» **STATED GOAL**
Set down each line of the data below exactly as it stands, dropping the pictures.

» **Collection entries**
-- Begin --
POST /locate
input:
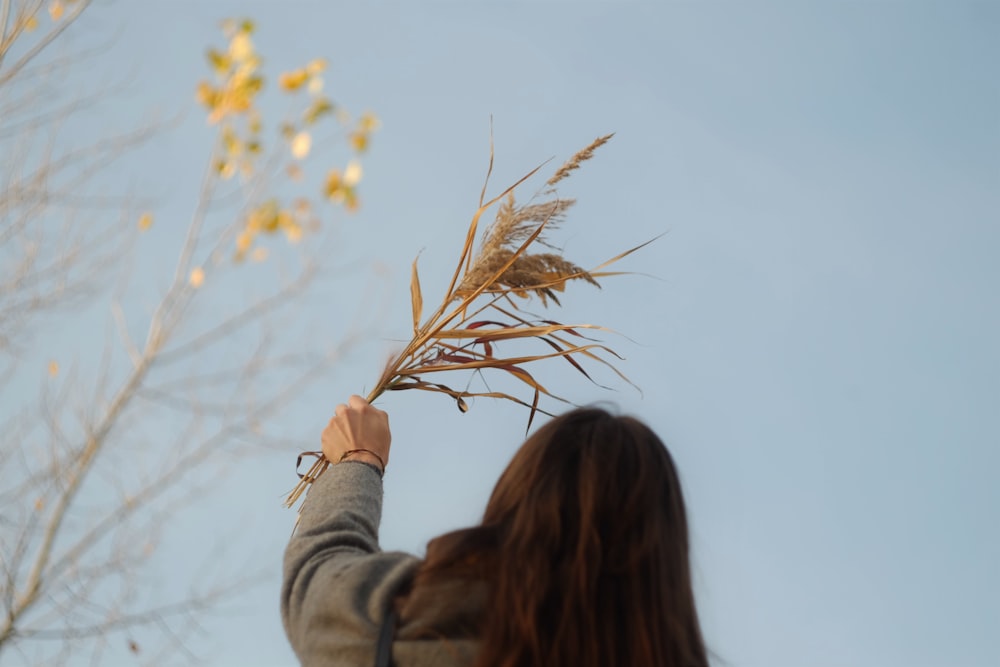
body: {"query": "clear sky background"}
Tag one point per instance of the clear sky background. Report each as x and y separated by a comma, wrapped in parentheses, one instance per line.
(816, 335)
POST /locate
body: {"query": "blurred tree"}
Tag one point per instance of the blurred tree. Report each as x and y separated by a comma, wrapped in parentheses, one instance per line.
(96, 459)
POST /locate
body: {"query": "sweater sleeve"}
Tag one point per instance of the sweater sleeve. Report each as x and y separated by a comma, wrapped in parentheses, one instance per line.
(338, 583)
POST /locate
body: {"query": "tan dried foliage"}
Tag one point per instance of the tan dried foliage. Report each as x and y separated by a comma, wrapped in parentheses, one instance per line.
(478, 313)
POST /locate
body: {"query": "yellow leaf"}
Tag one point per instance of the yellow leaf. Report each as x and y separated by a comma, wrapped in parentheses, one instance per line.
(359, 141)
(293, 80)
(197, 277)
(352, 174)
(301, 145)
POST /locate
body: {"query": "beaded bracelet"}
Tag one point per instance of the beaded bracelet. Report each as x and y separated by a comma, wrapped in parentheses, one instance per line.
(355, 451)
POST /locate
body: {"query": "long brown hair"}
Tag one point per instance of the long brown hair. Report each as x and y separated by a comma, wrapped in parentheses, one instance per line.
(584, 550)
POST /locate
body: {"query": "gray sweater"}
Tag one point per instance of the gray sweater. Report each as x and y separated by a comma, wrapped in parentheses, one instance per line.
(338, 584)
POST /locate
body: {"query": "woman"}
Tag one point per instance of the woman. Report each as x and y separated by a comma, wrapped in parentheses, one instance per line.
(581, 558)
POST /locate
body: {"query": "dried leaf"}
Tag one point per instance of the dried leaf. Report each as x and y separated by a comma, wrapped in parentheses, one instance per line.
(416, 298)
(197, 277)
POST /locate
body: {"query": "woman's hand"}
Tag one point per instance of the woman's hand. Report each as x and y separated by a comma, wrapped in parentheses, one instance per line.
(359, 431)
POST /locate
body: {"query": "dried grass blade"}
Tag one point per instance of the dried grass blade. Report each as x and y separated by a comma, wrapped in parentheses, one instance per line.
(416, 297)
(580, 157)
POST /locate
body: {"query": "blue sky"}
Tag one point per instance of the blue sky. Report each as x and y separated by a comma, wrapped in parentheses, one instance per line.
(815, 335)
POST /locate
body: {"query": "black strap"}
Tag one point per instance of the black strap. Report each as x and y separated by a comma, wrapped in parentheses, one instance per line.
(383, 650)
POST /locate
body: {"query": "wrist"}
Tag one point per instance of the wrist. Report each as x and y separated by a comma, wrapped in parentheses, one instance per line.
(364, 456)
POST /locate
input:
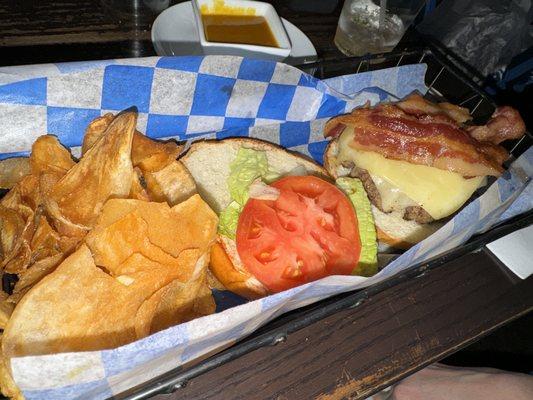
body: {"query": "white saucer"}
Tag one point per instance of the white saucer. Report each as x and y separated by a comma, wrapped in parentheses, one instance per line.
(174, 33)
-- End --
» **SOLUTION**
POST /locate
input:
body: {"query": "clear sky background"}
Tag one point per instance of the clear sky background. Report each as x and y separated by a comma, wrapped in parentheses, one instance per line.
(816, 335)
POST /locate
body: {"query": "blurred tree"}
Tag one point per instance of the blurred tree. Report each as x and y separated by a comma, wrapped in parentheses, one instance per line.
(96, 459)
POST /locate
body: {"query": "sweater sleeve"}
Tag one point per instance of the sweater sleeve. Report each as x and y separated by a comma, wrapped in parentheses, one instance per line.
(338, 583)
POST /locate
body: {"query": "tan dried foliage"}
Tag one point per instance of the tan dried foliage. Report each as x and y separated by a comma, wrapped in parentheses, one instance per line.
(478, 313)
POST /locate
body: {"query": "yellow leaf"}
Tag one point per instance of the yellow leaf. Report each as x and y separated by a comma, wrapped in parentheses, one instance per line.
(359, 141)
(293, 80)
(197, 277)
(352, 174)
(301, 145)
POST /locate
body: {"query": "beaded bracelet"}
Tag one point per instance of the beaded bracelet. Report each as x and y separated by a comma, wrapped in parentheses, one instance per line.
(355, 451)
POST /locate
body: {"query": "long brown hair"}
Tag one point per instance of the long brown hair. Report each as x and y separated by a comma, wrapped in parentheses, one instance per line.
(584, 550)
POST /locate
body: {"query": "gray sweater"}
Tag one point per instance of the gray sweater. Report each as x and y separated by a comma, wrapped in parentheses, one instance per line.
(338, 584)
POST /locate
body: {"query": "woman"}
Tag one point per instance of the woman. Report each as x and y separated by a comma, wrapped in parentheses, one instance per line.
(581, 558)
POST /locate
body: {"query": "dried leaf"}
Tag one point per instance of the dried leaf. Report each as x and y separated by a comma, wrapped in parentheses, one instance per line.
(416, 298)
(197, 277)
POST /locate
body: {"query": "woman's hand"}
Tag one point per instance of the woman's hand. Report each as x and y separated by a comma, wrapped in parentheses, one instance per line.
(359, 431)
POST /locate
body: {"query": "dried grass blade"}
Tag one point per instance of the dried grass blade. Report each as x and y separated by a comma, wrapped in parentheses, one instance per line.
(416, 297)
(580, 157)
POST /locate
body: {"query": "blue sky"}
Tag one point per instance of the blue sky. Report each as x and y separated by a comma, wrapped in parentheses, one instance per line.
(815, 335)
POST /locate
body: {"query": "black strap"}
Tag one point per instance of the black strap. Report each as x and y separated by a comma, wrapped in parentheses, one instance per line.
(383, 650)
POST /locate
body: {"query": "wrist"}
Tag one point per instance of the wrist. Report each as x and y separated by a comma, wrapped in parentheses, one instance per line.
(364, 456)
POST /locate
input:
body: {"query": "white saucer"}
Tag one point per instance of the white saucer. Report each as x and y separated by a comma, wrapped in parentheses, one instance per line.
(174, 33)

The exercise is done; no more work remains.